-- 記述問題 1 --
次の(a)〜(c)が本文の抜粋の内容と合っているか、それぞれ「はい」か「いいえ」で答え、決め手となる本文の言葉をそのまま引いてください。(a) 事故のあと送電が続いている場合でも、事故探査装置を使って事故点を探せる。(b) 事故波形は人の目で見て3種類の波形に分けられる。(c) クラスタ分析処理部は、ウォード法または最遠隣法でデンドログラムを作る。

-- 本文の抜粋 --
───

(58)【調査した分野】(Int.Cl.,DB名)
クラスタ分析処理部は、ウォード法または最遠隣法にて、デンドログラムを作成することを特徴とする請求項1乃至3のいずれか1項に記載の電力系統事故原因推定装置。
前記出力部は、系統情報管理システム、樹木管理システム、落雷情報システムのうち少なくともいずれか一つからの情報を、前記事故原因集約部で集約された集約結果に加味して出力することを特徴とする請求項1乃至4のいずれか1項に記載の電力系統事故原因推定装置。
【背景技術】
【0002】
例えば、配電系統で事故が発生した場合には事故点を探査して事故原因を究明し、事故を除去することが行われているが、目に見えない場所の事故点や故障機材を特定することは困難である。送電が停止されている場合は事故探査装置を用いて事故点を探すことができるが、事故後すぐに事故が復帰し送電が継続している場合は事故探査装置を用いることができず巡視での探査となる。そのため、事故点を発見することが非常に困難となる。
【0003】
そこで、配電系統における事故時の零相電流波形(以下、事故波形という)は,事故原因や事故機器により変化することが知られているので、事故波形の波形解析による事故原因や事故機器の特定が行われている。
【0004】
事故波形を分類し事故原因を推定するものとして、人の目で事故波形を判断し3種類の波形(三角波、方形波、針状波)へ分類し(ステップ1)、事故電流(零相電流)の高調波含有率(総合歪率)を算出し(ステップ2)、事故電流に伴って発生する零相電圧の実効値から求まる推定事故原因とを重ね合わせて事故原因を推定する(ステップ3)ようにしたものがある(例えば、非特許文献1参照)。

───

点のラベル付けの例
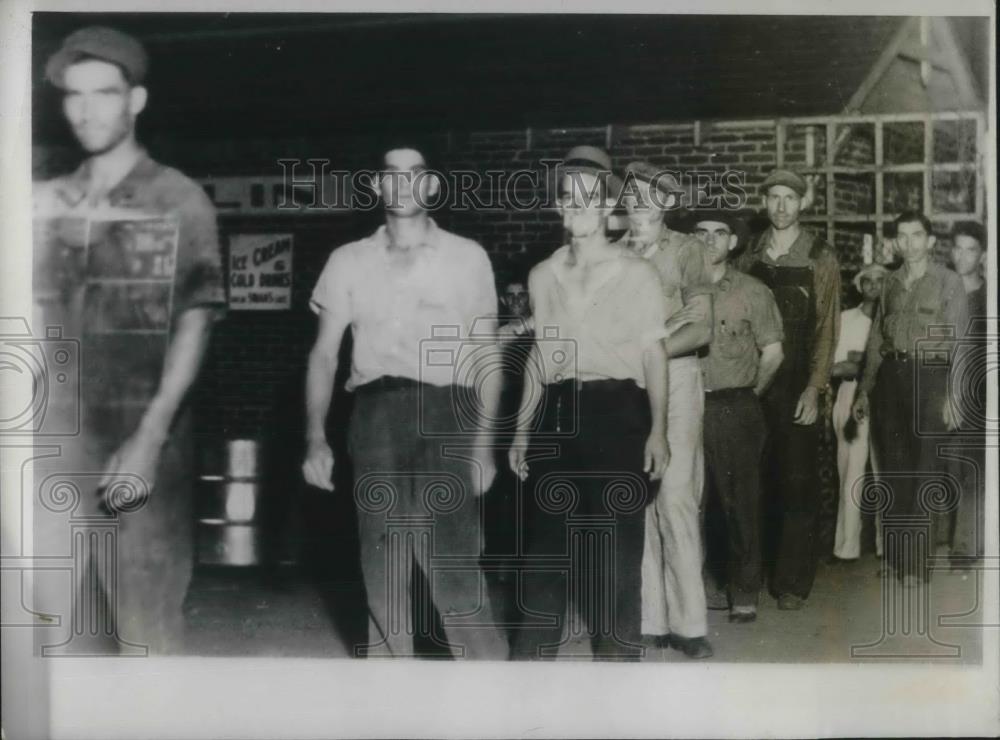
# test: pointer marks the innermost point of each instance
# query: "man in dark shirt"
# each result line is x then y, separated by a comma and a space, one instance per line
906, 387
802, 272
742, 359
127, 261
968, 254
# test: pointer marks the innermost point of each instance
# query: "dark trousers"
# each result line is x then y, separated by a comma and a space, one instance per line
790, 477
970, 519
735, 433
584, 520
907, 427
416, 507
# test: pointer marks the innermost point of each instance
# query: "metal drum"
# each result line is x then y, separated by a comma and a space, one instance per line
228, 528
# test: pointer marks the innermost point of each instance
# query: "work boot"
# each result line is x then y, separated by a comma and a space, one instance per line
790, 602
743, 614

───

-- 記述問題 2 --
記録のうち「query」という文字列を含む行の数を答えてください。数だけを書くこと。

-- 正しい出力 1 --
(a) いいえ。「事故後すぐに事故が復帰し送電が継続している場合は事故探査装置を用いることができず巡視での探査となる」
(b) はい。「人の目で事故波形を判断し3種類の波形(三角波、方形波、針状波)へ分類し」
(c) はい。「ウォード法または最遠隣法にて、デンドログラムを作成する」

-- 正しい出力 2 --
4